- **Supplied passage**:

——

One Session as a Writing Coach

I'm going to reveal more of the coaching process in this article. Each student is unique, and each session is unique. So the process is never the same, but there still is a process to finding the way forward.


I never thought I would teach writing, or public speaking, or meditation. I'm even roleplaying out casting calls for an actress now. I've taught computer programmers, surgeons, rich business owners, young entrepreneurs, finance directors, project managers, and many students. All sorts of people.

I've talked with them about all sorts of things. One of the unique things about my sessions is that you can ask me anything, including personal health and finances, religion, politics, whatever. (I did have to start noting not to get mad about our differences though, because one person didn't like that I don't think Islam is a particularly peaceful religion. Which I think can change just like other religions have, but I'll leave all of that for another article.)

This is an hour-long session that I had with an eleven-year-old girl from Russia. Now, I call it an hour, but actually the sessions are 50-minutes long. The buffer time allows me to run over by a couple of minutes, write a few notes on the session, maybe have a drink, open the material for the next student, review my notes from our last session, and then start on time.

I always open with general conversation about what's been happening. This can take 3-minutes, or it can spiral into an entire session if we really get into something interesting.

She told me about her family holiday plans. I told her about some things I've been doing. We probably spent about 15-minutes just talking. We do want to work on all four parts of language learning somewhat: reading, writing, listening, and speaking. This student just happens to have a focus on writing because both her and her mother want her to succeed on the writing part of some English exams. (Which she has done quite well on since we started having lessons. A few weeks ago she received 8 A's on her English mid-terms. It was unclear if the total possible was 8 or 9.)

——

Stored dataset items:
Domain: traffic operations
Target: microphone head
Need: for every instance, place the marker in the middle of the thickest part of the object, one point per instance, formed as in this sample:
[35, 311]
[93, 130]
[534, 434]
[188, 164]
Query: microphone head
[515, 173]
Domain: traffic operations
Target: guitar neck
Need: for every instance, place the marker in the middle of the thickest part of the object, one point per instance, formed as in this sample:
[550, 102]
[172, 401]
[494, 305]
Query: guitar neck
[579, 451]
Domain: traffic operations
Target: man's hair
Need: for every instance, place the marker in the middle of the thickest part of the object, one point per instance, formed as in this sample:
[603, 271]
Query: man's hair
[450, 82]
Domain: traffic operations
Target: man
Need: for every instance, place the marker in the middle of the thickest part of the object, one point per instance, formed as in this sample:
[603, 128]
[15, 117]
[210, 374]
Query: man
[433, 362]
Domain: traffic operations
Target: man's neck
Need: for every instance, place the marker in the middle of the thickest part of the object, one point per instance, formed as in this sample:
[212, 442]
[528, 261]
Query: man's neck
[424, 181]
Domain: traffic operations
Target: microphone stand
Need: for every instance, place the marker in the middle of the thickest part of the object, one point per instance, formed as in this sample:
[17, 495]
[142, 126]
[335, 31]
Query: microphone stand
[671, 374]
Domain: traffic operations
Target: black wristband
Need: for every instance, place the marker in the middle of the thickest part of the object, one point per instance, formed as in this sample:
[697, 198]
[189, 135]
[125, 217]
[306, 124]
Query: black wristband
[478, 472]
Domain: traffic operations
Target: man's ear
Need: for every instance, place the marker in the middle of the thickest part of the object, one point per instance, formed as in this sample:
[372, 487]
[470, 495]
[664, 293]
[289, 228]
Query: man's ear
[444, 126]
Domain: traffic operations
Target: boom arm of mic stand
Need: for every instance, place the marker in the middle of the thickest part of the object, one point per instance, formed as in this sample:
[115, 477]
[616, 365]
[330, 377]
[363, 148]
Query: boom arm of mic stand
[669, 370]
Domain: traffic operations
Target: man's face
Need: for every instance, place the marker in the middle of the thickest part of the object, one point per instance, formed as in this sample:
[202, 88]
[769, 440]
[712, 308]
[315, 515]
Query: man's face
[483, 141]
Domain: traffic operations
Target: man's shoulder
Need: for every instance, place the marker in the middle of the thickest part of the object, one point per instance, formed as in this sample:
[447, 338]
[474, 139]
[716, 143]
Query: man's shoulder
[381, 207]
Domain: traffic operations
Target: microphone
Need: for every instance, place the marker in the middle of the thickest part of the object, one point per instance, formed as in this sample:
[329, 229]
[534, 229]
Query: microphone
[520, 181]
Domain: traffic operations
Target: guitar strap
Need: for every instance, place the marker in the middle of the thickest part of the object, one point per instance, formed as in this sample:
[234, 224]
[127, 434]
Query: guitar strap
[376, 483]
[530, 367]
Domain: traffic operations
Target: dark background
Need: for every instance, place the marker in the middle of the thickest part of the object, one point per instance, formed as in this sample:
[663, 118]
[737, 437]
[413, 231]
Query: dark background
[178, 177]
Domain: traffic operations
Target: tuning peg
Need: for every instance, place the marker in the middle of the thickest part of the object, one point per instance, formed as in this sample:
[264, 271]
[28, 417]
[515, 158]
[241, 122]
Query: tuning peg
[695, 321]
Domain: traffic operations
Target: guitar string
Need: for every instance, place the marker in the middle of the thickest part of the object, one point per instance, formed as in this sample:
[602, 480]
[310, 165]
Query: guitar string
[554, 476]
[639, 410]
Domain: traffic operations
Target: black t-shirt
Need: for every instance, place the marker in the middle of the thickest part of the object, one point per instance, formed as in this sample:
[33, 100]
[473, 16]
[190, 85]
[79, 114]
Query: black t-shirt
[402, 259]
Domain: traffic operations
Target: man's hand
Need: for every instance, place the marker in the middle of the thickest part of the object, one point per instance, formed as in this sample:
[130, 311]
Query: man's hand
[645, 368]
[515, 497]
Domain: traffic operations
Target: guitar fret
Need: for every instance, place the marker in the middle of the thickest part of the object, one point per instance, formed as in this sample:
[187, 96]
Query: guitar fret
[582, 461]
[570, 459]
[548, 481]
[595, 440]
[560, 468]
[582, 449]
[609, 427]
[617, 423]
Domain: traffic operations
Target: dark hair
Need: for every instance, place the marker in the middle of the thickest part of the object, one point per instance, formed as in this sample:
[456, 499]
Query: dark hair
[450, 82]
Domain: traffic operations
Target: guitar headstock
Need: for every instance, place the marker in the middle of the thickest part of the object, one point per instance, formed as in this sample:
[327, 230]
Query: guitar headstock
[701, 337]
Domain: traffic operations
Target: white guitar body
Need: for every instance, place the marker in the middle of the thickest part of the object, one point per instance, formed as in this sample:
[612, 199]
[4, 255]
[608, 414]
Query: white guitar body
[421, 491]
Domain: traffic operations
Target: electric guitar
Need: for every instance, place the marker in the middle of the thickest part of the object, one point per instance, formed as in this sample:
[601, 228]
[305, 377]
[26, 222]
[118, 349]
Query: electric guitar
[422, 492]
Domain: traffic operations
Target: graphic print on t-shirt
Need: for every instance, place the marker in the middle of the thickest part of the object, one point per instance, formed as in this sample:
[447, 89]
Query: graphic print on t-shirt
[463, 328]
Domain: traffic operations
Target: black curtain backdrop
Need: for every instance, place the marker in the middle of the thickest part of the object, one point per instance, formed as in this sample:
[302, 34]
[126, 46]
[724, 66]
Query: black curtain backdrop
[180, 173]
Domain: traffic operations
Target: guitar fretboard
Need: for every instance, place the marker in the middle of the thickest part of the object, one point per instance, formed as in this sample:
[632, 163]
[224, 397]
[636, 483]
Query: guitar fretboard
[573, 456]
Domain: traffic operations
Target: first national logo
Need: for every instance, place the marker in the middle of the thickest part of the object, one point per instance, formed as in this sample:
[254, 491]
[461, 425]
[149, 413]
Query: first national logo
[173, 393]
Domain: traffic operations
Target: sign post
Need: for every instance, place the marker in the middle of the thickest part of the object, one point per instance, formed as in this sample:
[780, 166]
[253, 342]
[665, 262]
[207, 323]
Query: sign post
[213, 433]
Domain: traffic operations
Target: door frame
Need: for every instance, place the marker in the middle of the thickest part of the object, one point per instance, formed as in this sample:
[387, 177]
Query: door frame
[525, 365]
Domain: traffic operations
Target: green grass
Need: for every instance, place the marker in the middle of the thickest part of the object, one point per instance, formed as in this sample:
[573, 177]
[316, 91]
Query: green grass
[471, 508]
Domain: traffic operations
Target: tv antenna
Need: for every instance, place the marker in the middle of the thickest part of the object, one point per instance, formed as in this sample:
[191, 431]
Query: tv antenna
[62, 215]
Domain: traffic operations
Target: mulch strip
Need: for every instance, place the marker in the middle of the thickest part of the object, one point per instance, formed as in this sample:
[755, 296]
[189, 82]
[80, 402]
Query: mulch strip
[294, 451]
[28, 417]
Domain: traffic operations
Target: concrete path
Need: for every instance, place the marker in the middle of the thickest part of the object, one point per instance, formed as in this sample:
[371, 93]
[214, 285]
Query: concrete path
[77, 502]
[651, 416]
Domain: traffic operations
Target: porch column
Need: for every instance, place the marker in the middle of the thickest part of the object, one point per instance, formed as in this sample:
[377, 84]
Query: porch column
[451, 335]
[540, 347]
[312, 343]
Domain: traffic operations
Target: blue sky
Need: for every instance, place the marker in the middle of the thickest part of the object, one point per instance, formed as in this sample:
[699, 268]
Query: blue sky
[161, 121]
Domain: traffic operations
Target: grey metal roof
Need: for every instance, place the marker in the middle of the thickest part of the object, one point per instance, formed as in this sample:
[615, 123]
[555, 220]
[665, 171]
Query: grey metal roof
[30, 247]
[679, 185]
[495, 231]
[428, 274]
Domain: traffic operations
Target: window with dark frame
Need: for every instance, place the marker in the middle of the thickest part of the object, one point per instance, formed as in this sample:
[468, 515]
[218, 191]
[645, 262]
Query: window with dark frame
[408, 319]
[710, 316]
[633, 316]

——

- **Set of tasks**:
a. According to the writing coach article, how long do the sessions actually last?
b. Recast the paragraph of the writing coach article beginning "This is an hour-long session" as a brief bulleted list that keeps its main facts.
c. Extend the writing coach article, picking up after its final sentence.

- **Results for each task**:
a. The sessions are actually 50 minutes long.

b.
- The session described was with an eleven-year-old girl from Russia.
- Although called an hour, sessions actually last 50 minutes.
- The buffer time allows the coach to run over by a couple of minutes, write notes on the session, perhaps have a drink, open the material for the next student, review notes from the previous session, and start on time.

c.
At this point I still always ask, "So, what do you wanna do?" And she chooses writing almost every time.

I didn't even ask which one of us should start. She said, "Oh, oh, I have an idea!"

I said, "Okay! Go ahead." And this is what she wrote.

- - - - - - -

"Ok, this might sound better..."
"Hi, what are you doing, Amy?"
"Bella! How many times do I have to tell you Not to do that?!"
"Sorry... but what are you doing?"
*Sigh* "Are you blind or something? I'm working on my new album. It must be finished in 2 weeks!"

- - - - - - -

One note before we dive into the coaching; I'm not going to point out all of the little corrections that we went over. These aren't that interesting and we don't spend much time on them unless there's a question or misunderstanding. In that case we dig into it. But normally I just change the text. The student can see what I'm changing, I say what I'm doing and maybe give a why, and we move on. Here's a list of some of the small changes that I made during this entire session.

- - - - - - -

must to might, remove extra o, add enough, change d to g, change past to present tense, add contraction I'm, delete extra letters, change case, all to whole, add ing, add comma, add period, add the, add like that, flipping letters, deleting me, change tense in dialogue versus description, add r, add the, letter flip, plural versus singular past tense, interest to curiosity

- - - - - - -

Now that we have that out of the way, read this again and notice that it's confusing. Ask yourself why.

- - - - - - -

"Ok, this might sound better..."
"Hi, what are you doing, Amy?"
"Bella! How many times do I have to tell you Not to do that?!"
"Sorry... but what are you doing?"
*Sigh* "Are you blind or something? I'm working on my new album. It must be finished in 2 weeks!"

- - - - - - -

The reason this is confusing is because of a lack of context. We will get into why this student has a tendency to write like that in a little bit.

We don't really know who's speaking. We don't know where they are. We don't know much of anything. And that's disorienting.

I like to say that there are two great sins in writing: confusion and boredom. Now, you can't avoid those for everyone all of the time, but you need to keep them in mind. Everyone has their limit. If they get too bored or too confused at any point they will just stop reading and go do something else.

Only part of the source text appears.